Tâche courte A: Dans l'extrait sur le pouvoir symbolique, à qui est attribuée l'idée que la manipulation des mots est l'instrument de base de la manipulation de la réalité ?
Tâche courte B: Extrayez de l'extrait sur le pouvoir symbolique le passage compris entre « Une autre stratégie » et « capitaliste et conservateur. », ces deux segments inclus.

Extrait à lire:
* * * * * * *

Le pouvoir symbolique, c’est d’abord le pouvoir d’amener les dominés à prévoir et à décrire les choses comme ceux qui opposent des positions dominantes ont intérêt à ce qu’ils les voient et les décrivent. En d’autres termes : celui qui impose à l’autre son vocabulaire, lui impose ses valeurs, sa dialectique et l’amène sur son terrain à livrer un combat inégal.
Certains concepts se voient ainsi renommés pour rendre la réalité plus conforme à la nouvelle vision du monde. Ainsi le discours dominant relègue la radicalisation à la pathologie sociale, la conflictualité est dévalorisée et les problèmes sociaux sont psychologisés et dépolitisés.
Une autre stratégie de communication vise à détourner le vocabulaire progressiste pour habiller et maquiller la mise en place d’un modèle capitaliste et conservateur.
La rhétorique réactionnaire, loin de se présenter comme la figure inversée de la rhétorique progressiste, reprend alors à son compte le lexique de l’adversaire. Ainsi la droite s’est approprié la modernité, la réforme, la solidarité, le réalisme, l’internationalisme, espérant faire passer une opération proprement réactionnaire pour une entreprise progressiste.
Le mot réforme est un mot-valise tantôt vide, tantôt évoquant son contraire, car les réformes menées ne sont pas des réformes mais plutôt une alliance objective pour maintenir l’ordre existant par tous les moyens. En d’autres termes, la réforme est le mode de permanence propre du capitalisme. Son usage permet de couvrir une révolution conservatrice et les dirigeants syndicaux et politiques ne sont pas les derniers à participer à ce marché de dupes.
Un autre exemple de mot plastique est le concept de développement durable qui est utilisé dans un sens tellement extensif qu’il ne signifie plus rien, sinon ce que veut lui faire dire le locuteur qui l’emploie et qui devient ainsi une arme sémantique pour évacuer l’écologie : la dissolution de l’idée de protection de l’environnement dans la novlangue du développement durable est une aubaine pour les multinationales. Telle voiture ou tel avion un peu moins polluants sont qualifiés de "durables" et se font caution morale dans la bouche des publicitaires alors même qu’ils ne sont que les chevaux de Troie d’une course effrénée à la croissance matérielle dont il est clair qu’elle n’est pas soutenable à long terme. On induit ainsi un insidieux effet rebond chez le citoyen lequel se voit réduit au rang de consommateur et poussé à la surconsommation (verte).
Selon Philip K. Dick, l’instrument de base de la manipulation de la réalité est la manipulation des mots. Certains termes sont dépréciés ou sont connotés négativement : tout ce qui gravite autour du peuple par exemple, à un point tel que l’on serait tenté de croire que le changement de conjoncture politique et intellectuelle invite à voir dans le peuple le principal problème à résoudre et non plus une cause à défendre [1] . Le recours à l’adjectif populiste permet de stigmatiser toute référence au peuple, un adjectif qui a par ailleurs perdu toute signification à cause de sa sursaturation médiatique.

* * * * * * *

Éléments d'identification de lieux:
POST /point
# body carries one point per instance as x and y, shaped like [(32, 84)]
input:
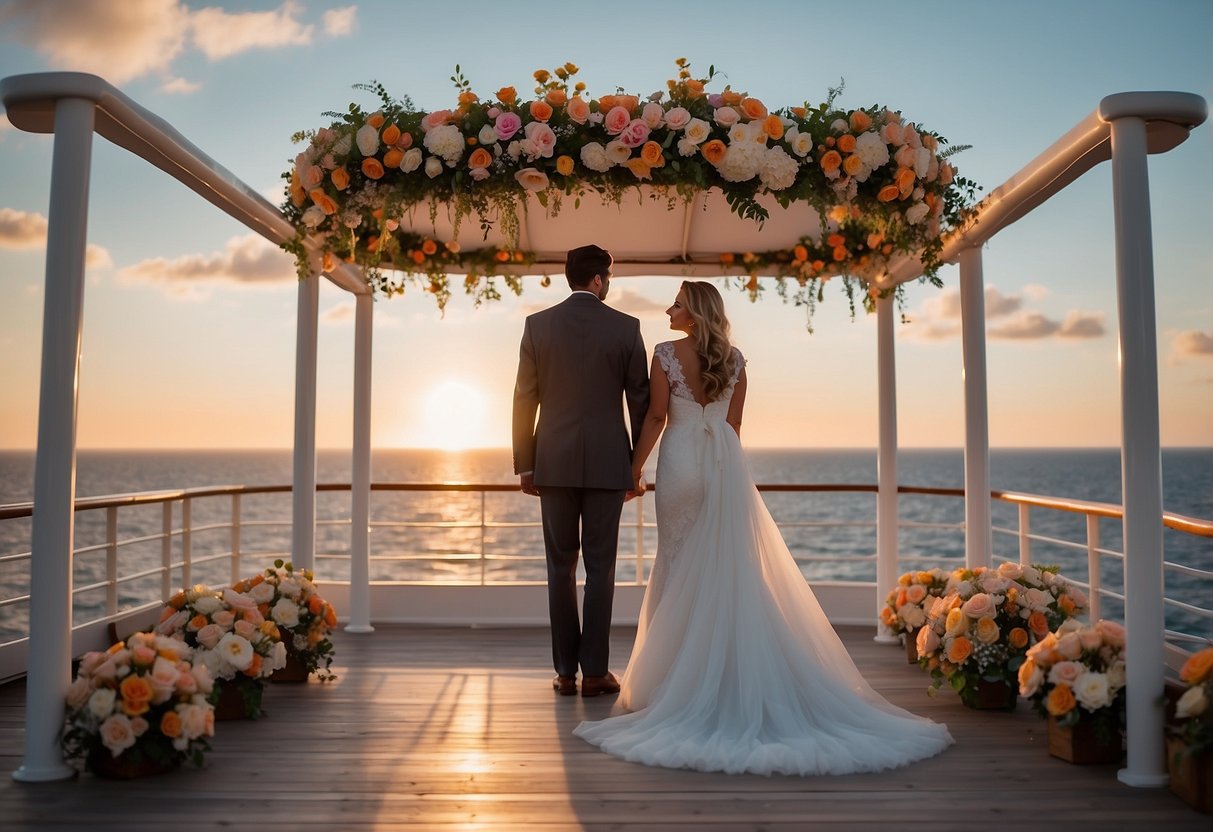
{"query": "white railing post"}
[(886, 463), (112, 560), (166, 587), (235, 537), (1094, 579), (978, 528), (303, 490), (1140, 457), (360, 482), (53, 524), (1025, 534)]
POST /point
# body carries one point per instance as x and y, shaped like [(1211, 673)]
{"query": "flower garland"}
[(881, 184), (143, 700)]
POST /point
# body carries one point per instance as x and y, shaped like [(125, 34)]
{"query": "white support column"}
[(53, 528), (303, 490), (886, 463), (360, 480), (1140, 457), (978, 530)]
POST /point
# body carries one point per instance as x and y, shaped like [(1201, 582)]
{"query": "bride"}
[(735, 667)]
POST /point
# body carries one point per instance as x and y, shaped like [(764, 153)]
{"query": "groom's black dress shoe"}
[(593, 685)]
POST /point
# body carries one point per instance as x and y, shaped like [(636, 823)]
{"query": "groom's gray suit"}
[(577, 362)]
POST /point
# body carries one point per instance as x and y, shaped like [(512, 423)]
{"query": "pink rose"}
[(635, 134), (506, 125), (616, 120)]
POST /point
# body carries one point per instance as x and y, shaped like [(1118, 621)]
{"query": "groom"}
[(576, 363)]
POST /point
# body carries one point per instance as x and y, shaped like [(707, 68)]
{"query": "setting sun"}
[(455, 417)]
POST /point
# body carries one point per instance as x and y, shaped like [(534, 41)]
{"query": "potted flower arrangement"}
[(1190, 741), (289, 598), (978, 632), (233, 639), (1075, 678), (880, 183), (140, 707), (905, 607)]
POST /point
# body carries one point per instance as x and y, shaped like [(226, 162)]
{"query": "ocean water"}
[(837, 541)]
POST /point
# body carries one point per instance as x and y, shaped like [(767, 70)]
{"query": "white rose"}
[(1192, 704), (1091, 690), (101, 704), (677, 118), (778, 169), (593, 155), (696, 131), (285, 613), (368, 140)]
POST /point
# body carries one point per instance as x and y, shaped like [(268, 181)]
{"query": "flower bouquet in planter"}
[(138, 708), (905, 607), (1190, 741), (289, 598), (978, 633), (1075, 677), (233, 639)]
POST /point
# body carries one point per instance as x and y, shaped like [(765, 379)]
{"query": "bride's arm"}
[(738, 404), (654, 420)]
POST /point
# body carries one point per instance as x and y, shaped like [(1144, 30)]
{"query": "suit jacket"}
[(577, 362)]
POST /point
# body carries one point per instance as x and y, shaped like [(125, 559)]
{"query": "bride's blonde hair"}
[(711, 335)]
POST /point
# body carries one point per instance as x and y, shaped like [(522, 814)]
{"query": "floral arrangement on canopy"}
[(289, 598), (880, 183), (1077, 674), (142, 702), (229, 636), (981, 627), (905, 607)]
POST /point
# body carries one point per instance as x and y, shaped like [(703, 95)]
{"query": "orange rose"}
[(1197, 667), (713, 150), (170, 724), (960, 649), (753, 109), (393, 158), (1060, 700), (651, 154), (479, 159), (541, 110)]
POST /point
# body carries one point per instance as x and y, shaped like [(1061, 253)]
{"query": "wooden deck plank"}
[(456, 728)]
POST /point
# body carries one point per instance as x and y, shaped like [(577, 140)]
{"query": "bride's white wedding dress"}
[(735, 667)]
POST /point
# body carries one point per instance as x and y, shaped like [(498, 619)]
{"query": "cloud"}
[(340, 22), (180, 86), (119, 41), (248, 260), (220, 34)]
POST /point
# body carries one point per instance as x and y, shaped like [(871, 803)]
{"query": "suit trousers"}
[(586, 520)]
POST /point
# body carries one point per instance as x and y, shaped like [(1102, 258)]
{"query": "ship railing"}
[(183, 562)]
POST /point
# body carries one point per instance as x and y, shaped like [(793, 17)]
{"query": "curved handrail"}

* * * * * * *

Solution complète A: À Philip K. Dick.

Solution complète B:
Une autre stratégie de communication vise à détourner le vocabulaire progressiste pour habiller et maquiller la mise en place d’un modèle capitaliste et conservateur.